* YOUR TASK: When you have read the listing, copy all of it without any change.

* AVAILABLE DATA:
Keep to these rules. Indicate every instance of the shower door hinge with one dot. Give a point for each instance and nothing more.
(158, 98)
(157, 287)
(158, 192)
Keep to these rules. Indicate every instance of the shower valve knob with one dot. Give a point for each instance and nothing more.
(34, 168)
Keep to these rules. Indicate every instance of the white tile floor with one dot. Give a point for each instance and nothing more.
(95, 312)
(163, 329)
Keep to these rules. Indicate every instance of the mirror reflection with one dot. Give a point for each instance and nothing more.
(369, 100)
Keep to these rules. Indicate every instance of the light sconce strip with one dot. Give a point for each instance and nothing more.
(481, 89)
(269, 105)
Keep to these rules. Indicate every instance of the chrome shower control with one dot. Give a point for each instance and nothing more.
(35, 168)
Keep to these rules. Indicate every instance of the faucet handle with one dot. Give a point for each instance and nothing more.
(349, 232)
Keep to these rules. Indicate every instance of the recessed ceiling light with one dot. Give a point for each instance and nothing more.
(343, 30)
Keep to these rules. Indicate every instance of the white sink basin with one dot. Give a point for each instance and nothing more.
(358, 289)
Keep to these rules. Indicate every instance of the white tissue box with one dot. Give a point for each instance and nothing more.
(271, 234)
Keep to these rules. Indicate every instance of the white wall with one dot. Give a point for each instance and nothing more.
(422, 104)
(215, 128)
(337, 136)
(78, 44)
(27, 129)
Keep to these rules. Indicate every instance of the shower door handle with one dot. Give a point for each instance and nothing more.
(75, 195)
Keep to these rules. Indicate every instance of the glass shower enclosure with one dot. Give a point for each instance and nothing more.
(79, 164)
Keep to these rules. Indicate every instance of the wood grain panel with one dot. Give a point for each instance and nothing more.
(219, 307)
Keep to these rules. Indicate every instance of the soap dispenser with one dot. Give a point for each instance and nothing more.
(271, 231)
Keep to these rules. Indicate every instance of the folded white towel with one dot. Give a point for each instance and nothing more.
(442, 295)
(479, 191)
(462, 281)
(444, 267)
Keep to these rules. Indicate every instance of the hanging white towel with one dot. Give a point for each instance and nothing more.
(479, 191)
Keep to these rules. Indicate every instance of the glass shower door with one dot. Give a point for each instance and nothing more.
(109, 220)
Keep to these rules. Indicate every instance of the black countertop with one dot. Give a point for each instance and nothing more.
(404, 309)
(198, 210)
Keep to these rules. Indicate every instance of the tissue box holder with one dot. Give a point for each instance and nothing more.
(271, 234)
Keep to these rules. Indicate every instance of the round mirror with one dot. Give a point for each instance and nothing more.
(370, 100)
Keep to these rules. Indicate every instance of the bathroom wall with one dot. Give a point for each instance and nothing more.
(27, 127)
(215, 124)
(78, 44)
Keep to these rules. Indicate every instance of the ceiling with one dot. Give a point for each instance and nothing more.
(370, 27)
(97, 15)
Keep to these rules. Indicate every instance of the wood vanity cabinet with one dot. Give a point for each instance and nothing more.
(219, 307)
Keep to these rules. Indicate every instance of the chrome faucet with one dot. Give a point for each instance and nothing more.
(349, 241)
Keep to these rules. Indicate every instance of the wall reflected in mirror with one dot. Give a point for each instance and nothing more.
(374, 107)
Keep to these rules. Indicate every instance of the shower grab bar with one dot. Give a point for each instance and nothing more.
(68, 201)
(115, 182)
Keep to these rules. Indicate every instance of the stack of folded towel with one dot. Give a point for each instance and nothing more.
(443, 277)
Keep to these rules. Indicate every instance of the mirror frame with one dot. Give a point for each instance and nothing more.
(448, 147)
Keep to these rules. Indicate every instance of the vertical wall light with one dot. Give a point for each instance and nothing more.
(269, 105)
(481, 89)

* OUTPUT OF THE EXERCISE:
Keep to these rules. Indicate every instance of the shower door hinge with one dot. Give a point for each instance and nothing more.
(158, 98)
(157, 287)
(158, 192)
Keep to these rules. Indicate every instance of the shower valve knob with one dot. Give a point for each instance and nothing more.
(34, 168)
Keep to these rules. Indicate every instance of the white tile floor with one dot. Give a point for each instance and nothing more.
(95, 312)
(163, 329)
Keep to these rules. Indicate every instance of the mirror reflection with one dot. Give a point for each instance and nothing more.
(369, 100)
Keep to these rules. Indicate every instance of the light sconce strip with one dot. Give a point for each instance and nothing more.
(481, 89)
(269, 105)
Keep to these rules. Indicate every instance of the chrome shower control with one dot. Give a point for each instance and nothing more.
(35, 168)
Keep to these rules. Indicate every instance of the faucet handle with one dot. Give a point for each instance and nothing more.
(349, 232)
Keep to these rules. Indicate every instance of the recessed ceiling light with one dot. Give a point for each instance and nothing more.
(343, 30)
Keep to these rules. Indicate every instance of the white sink basin with one dot. Give a point for each instance and nothing more.
(358, 289)
Keep to these rules. Indicate every instance of the white tissue box with one dot. Give a point for each instance and nothing more.
(271, 234)
Keep to these rules. Indicate every instance of the white wall with one dot. Give a point for each instance and nothing more.
(422, 104)
(215, 128)
(337, 136)
(78, 44)
(27, 129)
Keep to these rules. Indicate every instance of the shower door handle with one dot. Give a point for each instance and nothing more.
(75, 195)
Keep to these rules. Indicate every instance of the glass shower enclosure with one dot. Give a point for each instance and nothing more.
(79, 164)
Keep to these rules. Indicate every instance of the wood grain panel with one dot. Give a point for each instance and nothing more.
(219, 307)
Keep to these rules. Indicate every instance of the soap dispenser with one dot. Give a point for each instance and nothing more.
(271, 231)
Keep to these rules. Indicate every instance of the folded white towel with one dot. Give a point for each instance and nothing more.
(442, 295)
(479, 191)
(462, 281)
(444, 267)
Keep to these rules. Indicate every instance of the hanging white towel with one dot. Give a point for each instance and nothing more.
(479, 191)
Keep to these rules. Indicate every instance of the glass shower door with one dot. Give a point for each instance and nothing more.
(109, 220)
Keep to these rules. Indicate every instance of the black countertop with one dot. Give a point for each instance and nothing more.
(404, 309)
(198, 210)
Keep to these rules. Indicate every instance of the tissue box holder with one dot. Give a point for each instance and nothing more.
(271, 234)
Keep to these rules. Indicate every instance of the round mirror with one dot. Give a point for each instance and nothing more.
(370, 100)
Keep to these rules. Indicate every instance of the bathroom wall with one dot. Give a point for each instance and nothing more.
(27, 127)
(215, 124)
(78, 44)
Keep to these rules. Indicate every instance of the ceiling with one dot. Give a point for each instance and nothing more.
(370, 27)
(97, 15)
Keep to these rules. Indicate every instance of the wood vanity cabinet with one dot. Give a point for each instance and nothing more.
(219, 307)
Keep to these rules. Indicate every instance of the chrome faucet with one dot. Give a point for each instance and nothing more.
(349, 241)
Keep to these rules. Indicate every instance of the wall reflected in mirror with one dot. Give a point for each instance and nothing more.
(374, 107)
Keep to these rules. Indicate every instance of the shower grab bar with one dot. Give a point for each instance and nothing more.
(68, 201)
(115, 182)
Keep to these rules. Indicate every instance of the stack of folded towel with one dot. Give a point for each instance and nothing more.
(443, 277)
Keep to these rules. Indicate every instance of the mirror frame with one dot. Give a point for each instance and nothing more.
(448, 147)
Keep to these rules. Indicate every instance of the vertical wall light with one dot. Give a point for each instance and nothing more.
(269, 105)
(481, 89)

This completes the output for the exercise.